[Material]:

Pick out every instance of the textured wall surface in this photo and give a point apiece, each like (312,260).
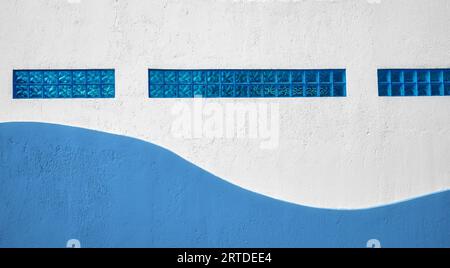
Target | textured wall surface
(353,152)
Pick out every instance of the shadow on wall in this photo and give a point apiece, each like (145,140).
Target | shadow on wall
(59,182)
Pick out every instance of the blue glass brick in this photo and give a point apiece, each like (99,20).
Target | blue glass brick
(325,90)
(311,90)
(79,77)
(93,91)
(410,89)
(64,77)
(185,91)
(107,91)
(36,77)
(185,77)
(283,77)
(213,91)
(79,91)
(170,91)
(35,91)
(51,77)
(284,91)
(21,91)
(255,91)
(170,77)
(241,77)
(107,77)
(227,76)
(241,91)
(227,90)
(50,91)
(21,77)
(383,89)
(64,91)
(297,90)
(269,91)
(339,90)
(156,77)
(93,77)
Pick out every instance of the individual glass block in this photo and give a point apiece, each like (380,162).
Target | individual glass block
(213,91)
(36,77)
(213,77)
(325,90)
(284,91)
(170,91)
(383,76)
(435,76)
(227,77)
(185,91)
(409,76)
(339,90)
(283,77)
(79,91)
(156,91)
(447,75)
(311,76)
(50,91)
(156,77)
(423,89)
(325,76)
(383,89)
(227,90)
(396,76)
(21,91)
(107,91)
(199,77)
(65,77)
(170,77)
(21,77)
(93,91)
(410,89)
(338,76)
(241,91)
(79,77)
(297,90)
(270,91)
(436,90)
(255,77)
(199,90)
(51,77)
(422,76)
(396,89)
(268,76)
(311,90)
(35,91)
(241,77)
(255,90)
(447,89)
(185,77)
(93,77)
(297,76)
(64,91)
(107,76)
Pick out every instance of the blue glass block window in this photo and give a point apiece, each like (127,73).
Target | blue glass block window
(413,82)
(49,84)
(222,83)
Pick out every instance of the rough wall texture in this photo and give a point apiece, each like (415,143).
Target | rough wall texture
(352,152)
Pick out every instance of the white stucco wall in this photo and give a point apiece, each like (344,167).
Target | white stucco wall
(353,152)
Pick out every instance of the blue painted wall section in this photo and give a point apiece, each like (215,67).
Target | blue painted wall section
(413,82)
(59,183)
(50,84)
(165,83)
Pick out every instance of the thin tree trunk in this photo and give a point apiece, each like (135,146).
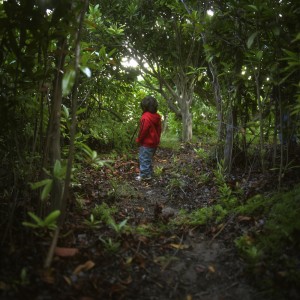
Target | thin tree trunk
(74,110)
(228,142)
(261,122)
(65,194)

==

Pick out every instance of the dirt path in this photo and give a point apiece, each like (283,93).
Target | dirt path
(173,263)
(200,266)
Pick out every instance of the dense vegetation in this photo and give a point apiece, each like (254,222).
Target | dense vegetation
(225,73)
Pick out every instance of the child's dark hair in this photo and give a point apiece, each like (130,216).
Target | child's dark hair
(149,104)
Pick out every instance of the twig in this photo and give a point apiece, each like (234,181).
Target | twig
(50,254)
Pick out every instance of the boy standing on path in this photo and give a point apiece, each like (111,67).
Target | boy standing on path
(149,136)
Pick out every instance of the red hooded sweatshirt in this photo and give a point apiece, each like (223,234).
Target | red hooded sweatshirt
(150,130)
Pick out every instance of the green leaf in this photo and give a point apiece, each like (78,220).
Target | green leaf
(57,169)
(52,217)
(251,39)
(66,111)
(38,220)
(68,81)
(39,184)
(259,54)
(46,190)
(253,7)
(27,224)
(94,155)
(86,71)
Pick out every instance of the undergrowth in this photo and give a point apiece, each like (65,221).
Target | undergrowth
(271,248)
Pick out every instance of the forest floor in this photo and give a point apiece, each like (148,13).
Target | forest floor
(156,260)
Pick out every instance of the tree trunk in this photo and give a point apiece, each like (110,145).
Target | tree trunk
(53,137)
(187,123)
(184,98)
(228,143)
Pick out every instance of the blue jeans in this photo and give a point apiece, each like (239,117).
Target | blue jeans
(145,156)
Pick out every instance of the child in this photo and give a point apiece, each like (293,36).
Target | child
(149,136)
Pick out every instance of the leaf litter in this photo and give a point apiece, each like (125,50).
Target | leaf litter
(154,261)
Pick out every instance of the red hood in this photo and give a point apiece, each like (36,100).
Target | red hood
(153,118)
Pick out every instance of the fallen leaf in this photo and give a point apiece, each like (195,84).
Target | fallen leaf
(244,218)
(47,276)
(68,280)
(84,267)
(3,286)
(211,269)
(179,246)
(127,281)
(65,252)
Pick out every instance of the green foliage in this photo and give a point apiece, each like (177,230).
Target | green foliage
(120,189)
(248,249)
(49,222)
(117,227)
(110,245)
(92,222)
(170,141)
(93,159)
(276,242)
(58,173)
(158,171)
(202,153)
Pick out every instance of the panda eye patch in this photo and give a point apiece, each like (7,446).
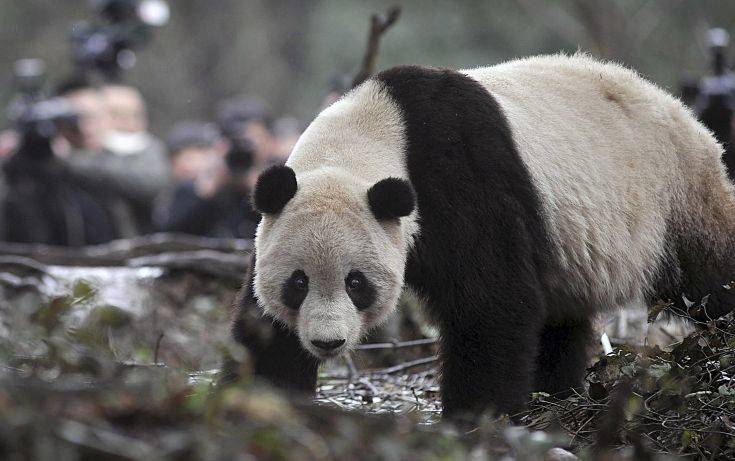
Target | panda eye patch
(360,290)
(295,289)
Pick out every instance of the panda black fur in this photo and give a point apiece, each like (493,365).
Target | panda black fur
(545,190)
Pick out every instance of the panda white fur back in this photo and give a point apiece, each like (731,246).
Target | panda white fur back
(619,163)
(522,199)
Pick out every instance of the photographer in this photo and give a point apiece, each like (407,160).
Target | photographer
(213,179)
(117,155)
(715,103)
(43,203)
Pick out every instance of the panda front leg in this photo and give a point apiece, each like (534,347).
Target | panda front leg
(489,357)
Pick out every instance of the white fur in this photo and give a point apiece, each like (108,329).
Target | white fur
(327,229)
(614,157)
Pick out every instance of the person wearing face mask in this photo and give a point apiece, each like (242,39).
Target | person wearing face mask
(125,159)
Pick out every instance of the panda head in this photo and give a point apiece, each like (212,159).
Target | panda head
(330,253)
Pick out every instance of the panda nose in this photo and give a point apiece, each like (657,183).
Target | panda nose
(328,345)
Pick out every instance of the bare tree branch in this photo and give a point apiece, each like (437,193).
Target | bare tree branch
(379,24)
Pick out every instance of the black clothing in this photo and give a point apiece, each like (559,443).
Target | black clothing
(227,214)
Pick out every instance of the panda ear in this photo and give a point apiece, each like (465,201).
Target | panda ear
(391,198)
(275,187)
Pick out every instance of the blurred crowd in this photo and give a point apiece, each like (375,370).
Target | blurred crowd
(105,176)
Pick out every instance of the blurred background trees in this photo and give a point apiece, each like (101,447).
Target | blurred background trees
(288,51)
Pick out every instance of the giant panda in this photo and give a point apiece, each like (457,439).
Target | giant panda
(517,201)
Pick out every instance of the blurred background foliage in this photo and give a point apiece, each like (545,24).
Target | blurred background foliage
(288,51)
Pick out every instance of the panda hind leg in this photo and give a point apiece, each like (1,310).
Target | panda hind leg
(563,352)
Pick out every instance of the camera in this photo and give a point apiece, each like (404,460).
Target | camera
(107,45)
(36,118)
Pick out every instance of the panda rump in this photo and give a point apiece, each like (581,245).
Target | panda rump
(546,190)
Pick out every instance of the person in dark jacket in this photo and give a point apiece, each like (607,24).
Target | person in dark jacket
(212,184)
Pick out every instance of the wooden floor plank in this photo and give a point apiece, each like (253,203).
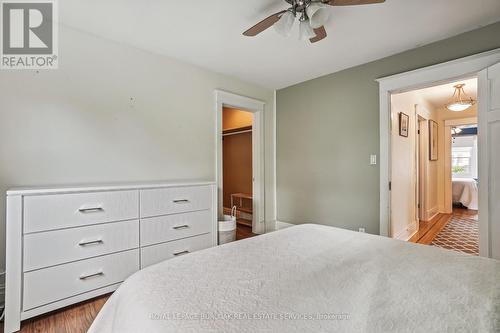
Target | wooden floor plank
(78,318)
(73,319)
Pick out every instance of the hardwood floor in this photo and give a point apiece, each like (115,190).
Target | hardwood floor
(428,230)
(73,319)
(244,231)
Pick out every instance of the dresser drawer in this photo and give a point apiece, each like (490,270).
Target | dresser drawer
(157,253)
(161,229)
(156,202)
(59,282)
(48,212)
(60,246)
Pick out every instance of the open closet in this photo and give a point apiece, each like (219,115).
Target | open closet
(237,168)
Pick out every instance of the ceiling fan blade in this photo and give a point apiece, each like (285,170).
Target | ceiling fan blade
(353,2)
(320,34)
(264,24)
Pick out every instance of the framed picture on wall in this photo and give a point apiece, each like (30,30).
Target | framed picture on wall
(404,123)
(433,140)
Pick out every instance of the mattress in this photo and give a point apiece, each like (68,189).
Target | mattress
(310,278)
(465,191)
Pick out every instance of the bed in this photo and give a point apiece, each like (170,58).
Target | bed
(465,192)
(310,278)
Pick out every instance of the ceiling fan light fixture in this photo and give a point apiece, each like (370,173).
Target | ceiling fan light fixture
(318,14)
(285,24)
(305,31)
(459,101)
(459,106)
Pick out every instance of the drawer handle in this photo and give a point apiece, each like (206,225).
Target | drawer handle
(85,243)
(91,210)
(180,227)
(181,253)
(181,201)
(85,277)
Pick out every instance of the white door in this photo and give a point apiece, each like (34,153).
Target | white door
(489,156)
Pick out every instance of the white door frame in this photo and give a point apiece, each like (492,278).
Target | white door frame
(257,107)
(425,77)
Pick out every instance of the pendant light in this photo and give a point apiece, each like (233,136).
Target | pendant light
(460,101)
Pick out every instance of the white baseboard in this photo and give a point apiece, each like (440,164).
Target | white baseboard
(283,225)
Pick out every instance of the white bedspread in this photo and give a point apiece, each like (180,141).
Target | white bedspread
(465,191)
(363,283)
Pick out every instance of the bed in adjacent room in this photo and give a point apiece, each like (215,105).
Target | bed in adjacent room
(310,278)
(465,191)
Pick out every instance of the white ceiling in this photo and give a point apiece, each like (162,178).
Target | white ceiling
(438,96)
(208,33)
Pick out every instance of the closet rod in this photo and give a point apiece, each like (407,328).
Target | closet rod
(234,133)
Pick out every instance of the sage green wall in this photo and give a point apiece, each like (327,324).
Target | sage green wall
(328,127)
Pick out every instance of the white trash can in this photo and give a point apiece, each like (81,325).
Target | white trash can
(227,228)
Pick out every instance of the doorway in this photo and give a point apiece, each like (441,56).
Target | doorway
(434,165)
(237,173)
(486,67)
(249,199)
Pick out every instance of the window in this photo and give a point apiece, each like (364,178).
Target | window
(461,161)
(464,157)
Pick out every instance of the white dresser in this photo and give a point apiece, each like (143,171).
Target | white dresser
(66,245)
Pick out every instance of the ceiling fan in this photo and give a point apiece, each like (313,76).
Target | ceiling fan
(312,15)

* * *

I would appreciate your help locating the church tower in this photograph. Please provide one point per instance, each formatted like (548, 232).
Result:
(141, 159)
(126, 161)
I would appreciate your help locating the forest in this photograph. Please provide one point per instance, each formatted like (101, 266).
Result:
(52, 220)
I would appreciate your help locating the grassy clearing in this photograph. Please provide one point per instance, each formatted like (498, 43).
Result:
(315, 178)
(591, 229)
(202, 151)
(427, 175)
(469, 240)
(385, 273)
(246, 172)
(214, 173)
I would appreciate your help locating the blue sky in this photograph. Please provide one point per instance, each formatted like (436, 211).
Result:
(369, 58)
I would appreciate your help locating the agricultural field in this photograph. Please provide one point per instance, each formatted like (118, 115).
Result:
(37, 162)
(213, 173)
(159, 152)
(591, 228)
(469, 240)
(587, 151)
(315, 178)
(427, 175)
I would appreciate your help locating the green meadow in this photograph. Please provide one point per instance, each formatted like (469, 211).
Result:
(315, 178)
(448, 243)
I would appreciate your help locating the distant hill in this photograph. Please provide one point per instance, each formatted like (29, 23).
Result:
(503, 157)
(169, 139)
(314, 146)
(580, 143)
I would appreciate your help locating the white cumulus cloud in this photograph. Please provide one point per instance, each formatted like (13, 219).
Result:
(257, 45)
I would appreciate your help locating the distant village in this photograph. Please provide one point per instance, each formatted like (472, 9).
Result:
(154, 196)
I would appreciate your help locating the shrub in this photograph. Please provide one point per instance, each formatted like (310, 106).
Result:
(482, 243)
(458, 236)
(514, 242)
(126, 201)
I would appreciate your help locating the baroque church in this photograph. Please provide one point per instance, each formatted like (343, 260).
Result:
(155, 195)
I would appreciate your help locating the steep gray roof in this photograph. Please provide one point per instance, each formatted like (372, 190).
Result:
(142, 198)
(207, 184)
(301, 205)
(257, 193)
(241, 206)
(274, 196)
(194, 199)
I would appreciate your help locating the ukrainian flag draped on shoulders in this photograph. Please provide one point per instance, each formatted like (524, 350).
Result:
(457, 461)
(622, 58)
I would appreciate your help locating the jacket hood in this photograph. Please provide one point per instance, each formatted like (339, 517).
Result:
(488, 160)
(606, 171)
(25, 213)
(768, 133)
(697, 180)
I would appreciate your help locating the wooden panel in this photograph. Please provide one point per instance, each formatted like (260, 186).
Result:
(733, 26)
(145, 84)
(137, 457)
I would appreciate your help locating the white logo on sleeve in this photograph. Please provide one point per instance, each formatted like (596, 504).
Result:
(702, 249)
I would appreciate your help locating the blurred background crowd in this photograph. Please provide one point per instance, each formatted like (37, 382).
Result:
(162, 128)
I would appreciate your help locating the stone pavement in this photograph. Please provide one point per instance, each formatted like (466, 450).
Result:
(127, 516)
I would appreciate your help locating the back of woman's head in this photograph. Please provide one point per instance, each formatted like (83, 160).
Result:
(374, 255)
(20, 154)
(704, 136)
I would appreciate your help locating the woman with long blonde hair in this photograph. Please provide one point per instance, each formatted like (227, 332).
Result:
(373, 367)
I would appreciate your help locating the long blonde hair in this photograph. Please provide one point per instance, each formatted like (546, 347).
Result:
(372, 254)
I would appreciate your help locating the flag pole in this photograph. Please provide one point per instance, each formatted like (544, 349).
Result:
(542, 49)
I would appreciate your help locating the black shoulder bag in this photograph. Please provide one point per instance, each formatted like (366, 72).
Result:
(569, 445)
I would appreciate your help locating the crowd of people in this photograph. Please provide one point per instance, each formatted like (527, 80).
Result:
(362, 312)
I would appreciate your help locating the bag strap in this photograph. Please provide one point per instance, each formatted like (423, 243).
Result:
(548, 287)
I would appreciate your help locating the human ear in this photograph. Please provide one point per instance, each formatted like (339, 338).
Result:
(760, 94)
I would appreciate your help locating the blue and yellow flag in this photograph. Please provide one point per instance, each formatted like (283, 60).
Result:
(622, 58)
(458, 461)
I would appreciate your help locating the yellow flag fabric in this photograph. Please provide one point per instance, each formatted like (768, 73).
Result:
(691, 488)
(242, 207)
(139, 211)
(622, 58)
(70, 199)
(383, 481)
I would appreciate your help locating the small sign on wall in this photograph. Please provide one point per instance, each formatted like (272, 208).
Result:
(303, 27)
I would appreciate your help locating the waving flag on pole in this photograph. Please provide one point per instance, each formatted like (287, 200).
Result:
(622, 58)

[Directive]: Find every line in the records that contains the word "vegetation" and copy each of those lines. Only matches with the same capitalization count.

[Exercise output]:
Pick out every instance of the dense vegetation in this photo and give a point apiece, each like (254,222).
Target | dense vegetation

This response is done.